▶ [Exercise tasks]
1: Answer these questions about the wlklnwwlknupgr theorem text, one line each:
(a) Which theorem is wlklnwwlknupgr described as a variant of?
(b) Which axiom does its proof indirectly require?
(c) Which reference does step 1 of the proof cite?
2: Carry on the wlklnwwlknupgr theorem text after its last line.

▶ [Given passage]

Theorem wlklnwwlknupgr

Description: A walk of length N as word corresponds to a walk with length N in a pseudograph. This variant of wlklnwwlkn does not require G to be a simple pseudograph, but it requires (indirectly) the Axiom of Choice for its proof. (Contributed by Alexander van der Vekens, 21-Jul-2018) (Revised by AV, 12-Apr-2021)

Ref Expression
Assertion wlklnwwlknupgr ( 𝐺 ∈ UPGraph → ( ∃ 𝑓 ( 𝑓 ( Walks ‘ 𝐺 ) 𝑃 ∧ ( ♯ ‘ 𝑓 ) = 𝑁 ) ↔ 𝑃 ∈ ( 𝑁 WWalksN 𝐺 ) ) )

Proof

Step Hyp Ref Expression
1 wlklnwwlkln1 ( 𝐺 ∈ UPGraph → ( ( 𝑓 ( Walks ‘ 𝐺 ) 𝑃 ∧ ( ♯ ‘ 𝑓 ) = 𝑁 ) → 𝑃 ∈ ( 𝑁 WWalksN 𝐺 ) ) )

▶ [Data extract]
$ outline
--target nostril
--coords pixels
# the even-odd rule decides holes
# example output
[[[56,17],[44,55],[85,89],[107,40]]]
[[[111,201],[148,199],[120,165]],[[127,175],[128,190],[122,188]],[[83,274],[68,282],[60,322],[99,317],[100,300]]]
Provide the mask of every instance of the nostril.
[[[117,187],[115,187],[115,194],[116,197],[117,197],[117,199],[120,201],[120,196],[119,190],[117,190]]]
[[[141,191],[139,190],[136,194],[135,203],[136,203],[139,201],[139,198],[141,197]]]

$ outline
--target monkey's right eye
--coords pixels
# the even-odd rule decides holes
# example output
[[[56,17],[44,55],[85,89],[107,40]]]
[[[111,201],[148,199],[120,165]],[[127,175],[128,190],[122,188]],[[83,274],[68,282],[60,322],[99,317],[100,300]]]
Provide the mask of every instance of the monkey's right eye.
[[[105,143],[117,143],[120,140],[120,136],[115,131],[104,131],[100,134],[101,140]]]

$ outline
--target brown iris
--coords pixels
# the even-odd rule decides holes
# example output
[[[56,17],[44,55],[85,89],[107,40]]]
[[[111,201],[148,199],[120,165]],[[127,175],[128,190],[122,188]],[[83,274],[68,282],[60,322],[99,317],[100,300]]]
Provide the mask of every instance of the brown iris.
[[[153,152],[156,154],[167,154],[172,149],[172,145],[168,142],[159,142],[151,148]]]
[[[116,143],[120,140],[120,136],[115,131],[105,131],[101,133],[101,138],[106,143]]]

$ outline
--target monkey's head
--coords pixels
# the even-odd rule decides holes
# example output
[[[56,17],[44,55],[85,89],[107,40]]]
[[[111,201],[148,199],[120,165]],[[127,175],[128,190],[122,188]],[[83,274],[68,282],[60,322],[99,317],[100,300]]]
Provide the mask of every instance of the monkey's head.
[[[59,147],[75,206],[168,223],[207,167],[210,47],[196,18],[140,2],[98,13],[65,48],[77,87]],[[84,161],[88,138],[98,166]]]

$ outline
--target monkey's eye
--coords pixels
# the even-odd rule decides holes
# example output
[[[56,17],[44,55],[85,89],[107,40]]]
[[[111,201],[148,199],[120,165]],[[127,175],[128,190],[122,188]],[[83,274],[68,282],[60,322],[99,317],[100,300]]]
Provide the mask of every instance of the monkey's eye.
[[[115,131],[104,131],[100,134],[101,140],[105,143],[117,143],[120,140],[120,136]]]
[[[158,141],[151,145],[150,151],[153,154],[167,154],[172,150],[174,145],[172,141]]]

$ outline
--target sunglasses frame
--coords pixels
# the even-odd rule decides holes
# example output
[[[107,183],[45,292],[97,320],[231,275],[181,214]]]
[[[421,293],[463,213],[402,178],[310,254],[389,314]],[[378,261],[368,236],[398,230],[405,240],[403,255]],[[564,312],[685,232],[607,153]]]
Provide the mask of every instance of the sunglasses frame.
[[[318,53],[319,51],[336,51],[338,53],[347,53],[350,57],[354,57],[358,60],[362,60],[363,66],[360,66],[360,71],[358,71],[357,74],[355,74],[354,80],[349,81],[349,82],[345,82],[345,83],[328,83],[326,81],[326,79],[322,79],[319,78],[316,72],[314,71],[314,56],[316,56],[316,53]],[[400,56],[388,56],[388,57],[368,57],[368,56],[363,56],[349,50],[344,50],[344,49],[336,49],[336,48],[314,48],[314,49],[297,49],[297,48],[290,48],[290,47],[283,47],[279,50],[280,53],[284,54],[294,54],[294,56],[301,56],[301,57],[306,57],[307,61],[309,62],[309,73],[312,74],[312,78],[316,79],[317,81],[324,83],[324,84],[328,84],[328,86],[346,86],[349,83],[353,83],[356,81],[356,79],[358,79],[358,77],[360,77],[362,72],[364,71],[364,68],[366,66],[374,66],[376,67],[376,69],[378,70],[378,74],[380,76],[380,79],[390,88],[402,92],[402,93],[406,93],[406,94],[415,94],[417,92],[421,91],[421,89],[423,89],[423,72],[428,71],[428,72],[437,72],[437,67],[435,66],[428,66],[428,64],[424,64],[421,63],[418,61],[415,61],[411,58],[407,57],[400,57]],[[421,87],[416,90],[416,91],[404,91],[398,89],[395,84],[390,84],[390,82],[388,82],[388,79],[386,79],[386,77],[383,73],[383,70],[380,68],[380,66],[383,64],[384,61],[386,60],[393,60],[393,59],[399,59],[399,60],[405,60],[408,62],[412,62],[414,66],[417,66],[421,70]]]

▶ [Answer list]
1:
(a) wlklnwwlkn
(b) The Axiom of Choice
(c) wlklnwwlkln1

2:
2 1 exlimdv ( 𝐺 ∈ UPGraph → ( ∃ 𝑓 ( 𝑓 ( Walks ‘ 𝐺 ) 𝑃 ∧ ( ♯ ‘ 𝑓 ) = 𝑁 ) → 𝑃 ∈ ( 𝑁 WWalksN 𝐺 ) ) )
3 wlklnwwlklnupgr2 ( 𝐺 ∈ UPGraph → ( 𝑃 ∈ ( 𝑁 WWalksN 𝐺 ) → ∃ 𝑓 ( 𝑓 ( Walks ‘ 𝐺 ) 𝑃 ∧ ( ♯ ‘ 𝑓 ) = 𝑁 ) ) )
4 2 3 impbid ( 𝐺 ∈ UPGraph → ( ∃ 𝑓 ( 𝑓 ( Walks ‘ 𝐺 ) 𝑃 ∧ ( ♯ ‘ 𝑓 ) = 𝑁 ) ↔ 𝑃 ∈ ( 𝑁 WWalksN 𝐺 ) ) )